(Dataset listing)
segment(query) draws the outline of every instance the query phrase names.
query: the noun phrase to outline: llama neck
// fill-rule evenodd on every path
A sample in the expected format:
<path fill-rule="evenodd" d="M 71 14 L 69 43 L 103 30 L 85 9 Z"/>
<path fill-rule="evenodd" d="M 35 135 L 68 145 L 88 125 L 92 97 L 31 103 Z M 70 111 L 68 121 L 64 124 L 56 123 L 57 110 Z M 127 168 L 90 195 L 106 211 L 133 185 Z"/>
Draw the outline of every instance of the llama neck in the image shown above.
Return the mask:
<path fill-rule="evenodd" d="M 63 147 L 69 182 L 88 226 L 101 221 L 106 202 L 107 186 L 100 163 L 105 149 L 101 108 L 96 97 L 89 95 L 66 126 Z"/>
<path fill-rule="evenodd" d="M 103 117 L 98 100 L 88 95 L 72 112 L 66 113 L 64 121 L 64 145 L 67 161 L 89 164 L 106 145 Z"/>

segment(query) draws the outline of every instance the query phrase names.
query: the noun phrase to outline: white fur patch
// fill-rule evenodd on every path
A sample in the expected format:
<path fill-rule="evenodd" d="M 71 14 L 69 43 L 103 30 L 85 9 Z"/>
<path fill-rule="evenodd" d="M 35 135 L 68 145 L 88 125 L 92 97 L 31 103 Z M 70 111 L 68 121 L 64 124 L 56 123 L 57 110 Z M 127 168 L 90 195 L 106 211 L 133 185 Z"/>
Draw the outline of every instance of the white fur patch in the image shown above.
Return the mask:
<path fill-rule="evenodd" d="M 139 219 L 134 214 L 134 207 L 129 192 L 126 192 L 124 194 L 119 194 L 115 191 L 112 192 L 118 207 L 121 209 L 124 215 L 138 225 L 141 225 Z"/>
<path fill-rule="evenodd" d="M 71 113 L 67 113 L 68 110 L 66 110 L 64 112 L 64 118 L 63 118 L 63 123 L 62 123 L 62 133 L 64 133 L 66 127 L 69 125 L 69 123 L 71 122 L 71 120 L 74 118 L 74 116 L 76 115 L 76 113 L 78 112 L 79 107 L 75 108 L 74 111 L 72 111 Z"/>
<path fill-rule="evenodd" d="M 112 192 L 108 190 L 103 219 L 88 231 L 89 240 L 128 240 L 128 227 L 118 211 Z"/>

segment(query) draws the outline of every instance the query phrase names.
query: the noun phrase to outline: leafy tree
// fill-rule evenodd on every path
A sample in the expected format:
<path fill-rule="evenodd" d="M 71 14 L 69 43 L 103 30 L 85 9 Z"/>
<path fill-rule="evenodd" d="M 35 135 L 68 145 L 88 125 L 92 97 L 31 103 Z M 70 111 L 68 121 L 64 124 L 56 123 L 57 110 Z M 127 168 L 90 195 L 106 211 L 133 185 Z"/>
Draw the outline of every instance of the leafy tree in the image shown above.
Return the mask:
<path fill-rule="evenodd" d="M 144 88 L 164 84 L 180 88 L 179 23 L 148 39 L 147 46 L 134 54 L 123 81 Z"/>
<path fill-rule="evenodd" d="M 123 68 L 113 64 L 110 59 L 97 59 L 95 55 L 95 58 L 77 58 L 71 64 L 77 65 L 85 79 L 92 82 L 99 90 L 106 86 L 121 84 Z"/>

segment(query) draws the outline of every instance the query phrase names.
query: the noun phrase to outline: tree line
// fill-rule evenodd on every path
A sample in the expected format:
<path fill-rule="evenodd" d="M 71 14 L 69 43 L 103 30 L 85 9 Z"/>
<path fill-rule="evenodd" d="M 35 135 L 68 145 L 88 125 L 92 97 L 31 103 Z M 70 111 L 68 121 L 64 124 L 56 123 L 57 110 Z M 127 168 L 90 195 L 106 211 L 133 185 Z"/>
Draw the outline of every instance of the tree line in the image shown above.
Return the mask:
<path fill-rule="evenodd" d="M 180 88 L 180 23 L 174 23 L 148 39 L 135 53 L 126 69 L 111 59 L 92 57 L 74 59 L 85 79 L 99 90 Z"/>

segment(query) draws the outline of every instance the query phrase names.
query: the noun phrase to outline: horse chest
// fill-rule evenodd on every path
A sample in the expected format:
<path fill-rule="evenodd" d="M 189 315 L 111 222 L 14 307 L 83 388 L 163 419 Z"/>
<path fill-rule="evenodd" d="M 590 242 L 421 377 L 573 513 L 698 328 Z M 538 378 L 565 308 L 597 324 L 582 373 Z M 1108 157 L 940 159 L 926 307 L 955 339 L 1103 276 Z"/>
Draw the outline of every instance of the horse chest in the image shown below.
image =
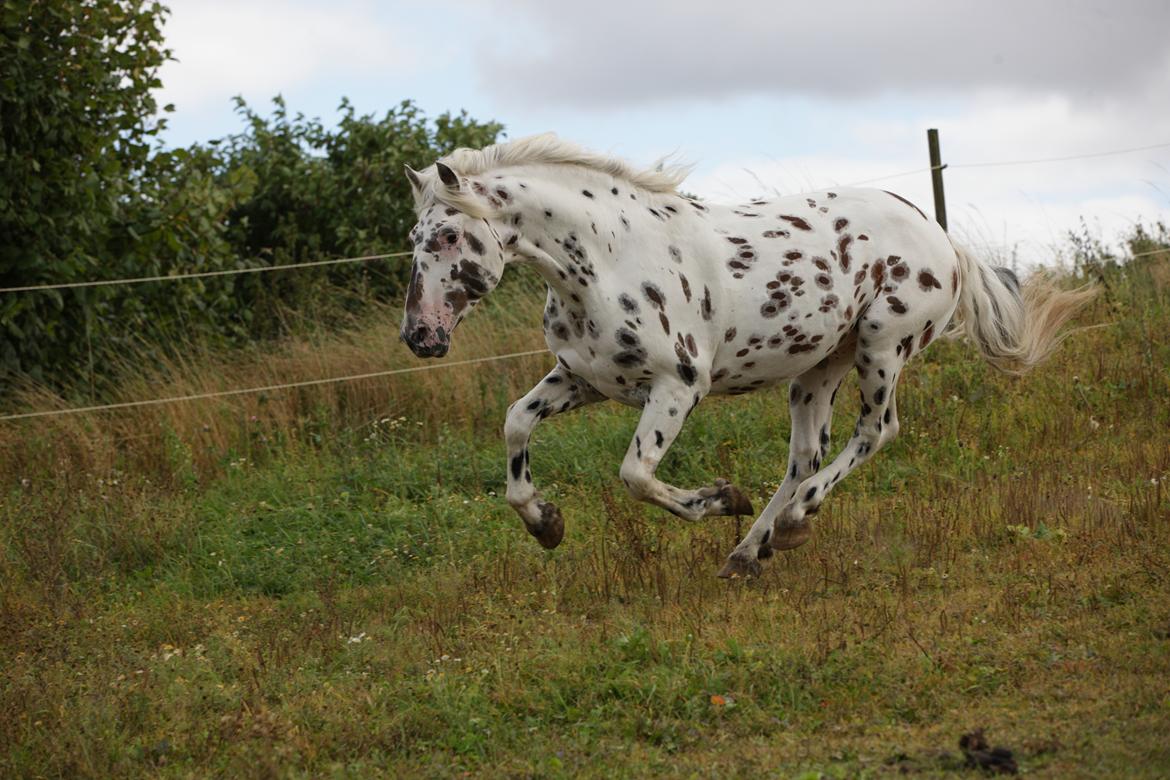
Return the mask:
<path fill-rule="evenodd" d="M 660 356 L 670 352 L 658 318 L 647 316 L 629 305 L 628 296 L 586 308 L 552 294 L 544 313 L 545 341 L 562 366 L 599 393 L 641 406 L 663 370 Z"/>

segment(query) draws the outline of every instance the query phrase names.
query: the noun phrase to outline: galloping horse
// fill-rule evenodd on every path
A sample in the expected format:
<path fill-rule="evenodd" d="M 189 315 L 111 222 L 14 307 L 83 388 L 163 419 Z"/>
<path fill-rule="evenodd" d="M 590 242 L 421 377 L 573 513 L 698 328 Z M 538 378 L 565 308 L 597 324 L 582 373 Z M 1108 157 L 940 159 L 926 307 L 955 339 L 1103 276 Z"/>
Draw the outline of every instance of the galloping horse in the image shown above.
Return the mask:
<path fill-rule="evenodd" d="M 638 171 L 552 134 L 407 168 L 419 221 L 401 337 L 417 356 L 446 354 L 509 263 L 548 282 L 557 365 L 504 423 L 508 503 L 548 548 L 564 520 L 537 493 L 528 454 L 546 417 L 604 399 L 640 408 L 620 471 L 634 497 L 687 519 L 753 515 L 724 479 L 686 489 L 654 472 L 707 394 L 791 381 L 784 483 L 720 572 L 755 575 L 773 548 L 804 544 L 833 486 L 897 435 L 902 370 L 956 311 L 992 365 L 1021 372 L 1093 295 L 1039 278 L 1021 287 L 881 189 L 716 206 L 679 194 L 684 174 Z M 851 368 L 861 413 L 830 460 L 833 399 Z"/>

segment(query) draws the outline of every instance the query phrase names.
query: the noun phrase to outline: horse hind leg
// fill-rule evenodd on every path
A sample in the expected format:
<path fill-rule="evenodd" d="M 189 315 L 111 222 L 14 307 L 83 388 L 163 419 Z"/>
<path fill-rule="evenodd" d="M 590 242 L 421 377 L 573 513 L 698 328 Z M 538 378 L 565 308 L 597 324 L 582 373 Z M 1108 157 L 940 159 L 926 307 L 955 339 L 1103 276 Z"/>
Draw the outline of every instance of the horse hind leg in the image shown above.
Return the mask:
<path fill-rule="evenodd" d="M 811 533 L 808 518 L 817 513 L 837 483 L 897 436 L 894 393 L 900 372 L 909 359 L 909 350 L 903 348 L 907 343 L 913 339 L 900 341 L 893 350 L 862 346 L 859 351 L 861 412 L 853 435 L 831 463 L 797 486 L 792 499 L 776 515 L 769 538 L 775 550 L 791 550 L 804 544 Z"/>
<path fill-rule="evenodd" d="M 528 442 L 542 420 L 569 412 L 604 396 L 558 365 L 508 409 L 504 422 L 504 442 L 508 447 L 508 503 L 524 527 L 541 546 L 552 550 L 560 544 L 565 522 L 552 502 L 544 501 L 532 484 L 529 468 Z"/>
<path fill-rule="evenodd" d="M 687 490 L 654 476 L 687 416 L 703 395 L 704 392 L 695 386 L 674 381 L 660 382 L 652 388 L 642 407 L 638 430 L 621 462 L 621 481 L 634 498 L 656 504 L 684 519 L 710 515 L 755 515 L 748 497 L 727 479 L 716 479 L 708 488 Z"/>
<path fill-rule="evenodd" d="M 789 414 L 792 434 L 789 440 L 789 467 L 784 482 L 752 524 L 743 540 L 728 557 L 720 577 L 758 577 L 759 559 L 770 558 L 768 544 L 779 511 L 796 496 L 797 488 L 820 468 L 828 457 L 833 401 L 845 377 L 853 367 L 856 339 L 851 337 L 837 351 L 794 380 L 789 387 Z"/>

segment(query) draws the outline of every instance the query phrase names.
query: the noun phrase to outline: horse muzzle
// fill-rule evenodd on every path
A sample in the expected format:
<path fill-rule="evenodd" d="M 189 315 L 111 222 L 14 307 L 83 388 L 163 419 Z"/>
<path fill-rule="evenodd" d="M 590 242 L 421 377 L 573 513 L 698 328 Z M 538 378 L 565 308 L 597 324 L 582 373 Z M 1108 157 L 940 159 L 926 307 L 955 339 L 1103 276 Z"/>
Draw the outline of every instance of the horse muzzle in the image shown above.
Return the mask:
<path fill-rule="evenodd" d="M 441 358 L 450 348 L 450 336 L 442 326 L 434 330 L 421 324 L 407 326 L 400 336 L 419 358 Z"/>

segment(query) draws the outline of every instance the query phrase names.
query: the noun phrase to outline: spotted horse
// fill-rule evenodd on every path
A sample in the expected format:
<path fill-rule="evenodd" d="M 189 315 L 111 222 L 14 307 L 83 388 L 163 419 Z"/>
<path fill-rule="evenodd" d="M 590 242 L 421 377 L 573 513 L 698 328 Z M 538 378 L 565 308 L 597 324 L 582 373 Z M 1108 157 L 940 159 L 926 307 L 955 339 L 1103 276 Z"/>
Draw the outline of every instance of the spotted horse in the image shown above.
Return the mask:
<path fill-rule="evenodd" d="M 783 484 L 720 572 L 756 575 L 772 550 L 804 544 L 830 491 L 897 436 L 895 392 L 910 358 L 950 327 L 993 366 L 1023 372 L 1093 295 L 1037 277 L 1021 285 L 889 192 L 718 206 L 680 194 L 684 175 L 552 134 L 407 170 L 419 220 L 401 337 L 417 356 L 445 356 L 509 264 L 548 283 L 557 363 L 504 424 L 508 502 L 545 547 L 560 543 L 564 520 L 532 483 L 528 444 L 542 420 L 605 399 L 640 408 L 620 470 L 634 497 L 687 519 L 753 515 L 724 479 L 680 488 L 655 470 L 708 394 L 790 382 Z M 831 457 L 833 400 L 851 370 L 861 410 Z"/>

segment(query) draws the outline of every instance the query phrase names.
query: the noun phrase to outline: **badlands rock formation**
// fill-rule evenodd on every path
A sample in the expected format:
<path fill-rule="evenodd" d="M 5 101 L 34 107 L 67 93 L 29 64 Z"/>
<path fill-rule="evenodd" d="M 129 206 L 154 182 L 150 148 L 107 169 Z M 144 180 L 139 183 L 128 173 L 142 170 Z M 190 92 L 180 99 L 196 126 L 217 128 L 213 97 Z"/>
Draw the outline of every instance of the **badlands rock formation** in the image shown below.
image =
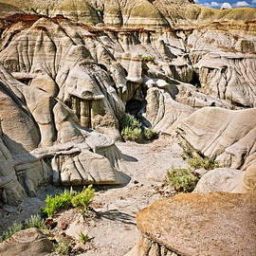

**WHAT THIS TASK INVOLVES**
How many lines in the listing above contain the string "leafy" with its case matched exactly? Reply with the number alone.

**EXERCISE ANSWER**
2